» TASK STATEMENT
Which lines of the listing below contain the string "motorcycle"? List each such line in full, treating uppercase and lowercase letters as distinct.

+++++

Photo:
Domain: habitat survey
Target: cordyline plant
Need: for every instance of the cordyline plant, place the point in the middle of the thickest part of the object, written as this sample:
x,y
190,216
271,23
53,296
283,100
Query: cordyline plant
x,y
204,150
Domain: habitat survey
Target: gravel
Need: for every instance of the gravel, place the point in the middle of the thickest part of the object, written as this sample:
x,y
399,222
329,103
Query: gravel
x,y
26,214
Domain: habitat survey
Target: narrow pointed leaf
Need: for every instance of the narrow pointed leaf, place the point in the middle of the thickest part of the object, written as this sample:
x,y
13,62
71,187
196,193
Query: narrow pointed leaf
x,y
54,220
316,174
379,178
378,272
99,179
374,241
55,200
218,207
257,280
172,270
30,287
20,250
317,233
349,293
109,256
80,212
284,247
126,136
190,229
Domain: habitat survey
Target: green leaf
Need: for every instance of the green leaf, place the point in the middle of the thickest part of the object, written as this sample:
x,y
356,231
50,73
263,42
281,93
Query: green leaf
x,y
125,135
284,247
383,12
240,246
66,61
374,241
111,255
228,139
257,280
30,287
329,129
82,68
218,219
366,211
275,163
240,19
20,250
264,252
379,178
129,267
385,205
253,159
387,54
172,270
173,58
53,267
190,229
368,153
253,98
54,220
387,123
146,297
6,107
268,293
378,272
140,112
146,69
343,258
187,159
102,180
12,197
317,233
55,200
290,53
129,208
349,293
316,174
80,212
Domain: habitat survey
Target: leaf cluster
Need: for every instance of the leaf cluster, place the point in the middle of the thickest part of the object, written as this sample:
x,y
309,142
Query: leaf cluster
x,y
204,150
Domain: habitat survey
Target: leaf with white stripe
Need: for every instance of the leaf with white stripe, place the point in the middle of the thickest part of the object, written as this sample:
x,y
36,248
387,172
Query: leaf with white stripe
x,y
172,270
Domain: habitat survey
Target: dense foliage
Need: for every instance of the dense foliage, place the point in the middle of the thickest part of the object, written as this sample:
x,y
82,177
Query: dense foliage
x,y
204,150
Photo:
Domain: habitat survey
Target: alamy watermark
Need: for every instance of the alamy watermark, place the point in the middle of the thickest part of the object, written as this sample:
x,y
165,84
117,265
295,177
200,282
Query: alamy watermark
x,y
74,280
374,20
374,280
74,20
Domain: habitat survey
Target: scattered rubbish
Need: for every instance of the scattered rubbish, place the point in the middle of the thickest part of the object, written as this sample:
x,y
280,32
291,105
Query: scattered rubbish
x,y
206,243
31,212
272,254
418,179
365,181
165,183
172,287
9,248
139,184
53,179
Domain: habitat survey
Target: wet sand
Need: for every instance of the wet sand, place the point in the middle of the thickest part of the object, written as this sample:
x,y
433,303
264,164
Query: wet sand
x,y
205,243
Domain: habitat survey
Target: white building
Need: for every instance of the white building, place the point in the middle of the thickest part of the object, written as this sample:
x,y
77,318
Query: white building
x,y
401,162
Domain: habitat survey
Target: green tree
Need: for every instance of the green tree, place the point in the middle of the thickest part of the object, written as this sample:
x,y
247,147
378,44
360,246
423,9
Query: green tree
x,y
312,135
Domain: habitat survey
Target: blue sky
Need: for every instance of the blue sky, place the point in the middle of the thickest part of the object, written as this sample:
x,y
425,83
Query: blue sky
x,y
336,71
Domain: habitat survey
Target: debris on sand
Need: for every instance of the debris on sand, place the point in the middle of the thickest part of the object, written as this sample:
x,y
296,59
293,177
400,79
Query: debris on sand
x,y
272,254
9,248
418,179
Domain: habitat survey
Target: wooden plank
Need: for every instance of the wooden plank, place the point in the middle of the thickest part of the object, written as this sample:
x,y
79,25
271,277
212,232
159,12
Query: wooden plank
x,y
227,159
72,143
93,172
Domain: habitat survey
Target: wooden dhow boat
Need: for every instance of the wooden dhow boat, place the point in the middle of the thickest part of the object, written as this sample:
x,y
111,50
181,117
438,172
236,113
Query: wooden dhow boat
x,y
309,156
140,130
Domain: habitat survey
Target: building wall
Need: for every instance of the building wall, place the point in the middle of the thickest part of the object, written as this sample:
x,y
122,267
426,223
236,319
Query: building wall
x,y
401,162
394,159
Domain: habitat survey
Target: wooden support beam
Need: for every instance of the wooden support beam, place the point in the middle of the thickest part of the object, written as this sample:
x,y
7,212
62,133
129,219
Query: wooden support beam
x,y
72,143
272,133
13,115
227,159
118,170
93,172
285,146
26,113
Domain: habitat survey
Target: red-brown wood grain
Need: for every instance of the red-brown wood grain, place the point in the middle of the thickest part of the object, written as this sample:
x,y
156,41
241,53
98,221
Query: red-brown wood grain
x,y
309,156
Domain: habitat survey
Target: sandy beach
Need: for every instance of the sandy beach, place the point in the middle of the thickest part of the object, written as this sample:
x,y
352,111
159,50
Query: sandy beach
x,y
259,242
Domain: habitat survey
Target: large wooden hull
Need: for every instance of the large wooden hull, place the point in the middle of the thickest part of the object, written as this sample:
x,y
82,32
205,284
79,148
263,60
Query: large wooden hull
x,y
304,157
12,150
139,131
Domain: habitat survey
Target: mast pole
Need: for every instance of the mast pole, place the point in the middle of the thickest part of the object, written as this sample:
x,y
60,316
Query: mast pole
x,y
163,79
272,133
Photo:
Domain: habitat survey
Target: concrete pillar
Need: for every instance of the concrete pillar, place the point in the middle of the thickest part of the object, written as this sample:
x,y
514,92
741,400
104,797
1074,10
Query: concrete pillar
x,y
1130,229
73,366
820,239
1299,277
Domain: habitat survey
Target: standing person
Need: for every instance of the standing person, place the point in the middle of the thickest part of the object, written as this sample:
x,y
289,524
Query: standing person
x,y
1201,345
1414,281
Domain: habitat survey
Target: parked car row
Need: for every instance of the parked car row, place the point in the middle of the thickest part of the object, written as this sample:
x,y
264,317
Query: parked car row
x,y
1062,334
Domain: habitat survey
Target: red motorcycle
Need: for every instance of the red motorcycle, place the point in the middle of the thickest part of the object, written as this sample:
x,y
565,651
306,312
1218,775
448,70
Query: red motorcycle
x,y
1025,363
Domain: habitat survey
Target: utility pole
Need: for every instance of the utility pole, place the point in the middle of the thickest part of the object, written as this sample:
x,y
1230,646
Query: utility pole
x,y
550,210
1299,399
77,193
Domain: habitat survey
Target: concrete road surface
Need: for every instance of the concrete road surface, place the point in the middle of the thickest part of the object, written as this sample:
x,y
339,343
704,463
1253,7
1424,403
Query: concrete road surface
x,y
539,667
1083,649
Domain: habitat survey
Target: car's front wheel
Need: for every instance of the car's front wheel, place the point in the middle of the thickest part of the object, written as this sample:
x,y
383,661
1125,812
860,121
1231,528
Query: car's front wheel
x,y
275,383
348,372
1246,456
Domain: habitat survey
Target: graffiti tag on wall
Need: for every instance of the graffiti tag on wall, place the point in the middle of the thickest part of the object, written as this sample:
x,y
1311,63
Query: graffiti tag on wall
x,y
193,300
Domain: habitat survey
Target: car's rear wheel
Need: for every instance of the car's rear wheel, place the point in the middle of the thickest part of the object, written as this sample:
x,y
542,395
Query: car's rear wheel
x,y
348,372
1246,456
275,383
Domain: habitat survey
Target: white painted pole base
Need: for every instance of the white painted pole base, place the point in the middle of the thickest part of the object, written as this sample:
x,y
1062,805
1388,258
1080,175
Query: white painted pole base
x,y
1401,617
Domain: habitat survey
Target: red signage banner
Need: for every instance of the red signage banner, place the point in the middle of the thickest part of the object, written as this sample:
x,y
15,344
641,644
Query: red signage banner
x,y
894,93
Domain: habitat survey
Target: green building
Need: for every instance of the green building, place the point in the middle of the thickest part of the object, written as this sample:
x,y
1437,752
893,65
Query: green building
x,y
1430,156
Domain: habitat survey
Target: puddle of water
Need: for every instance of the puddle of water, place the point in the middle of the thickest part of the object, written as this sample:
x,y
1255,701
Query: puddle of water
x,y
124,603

+++++

» THE COMPLETED TASK
Target: red motorcycle
Need: for every instance of the red motorcycle, place the point in the middle of the thickest part of the object, written as this sample:
Query: red motorcycle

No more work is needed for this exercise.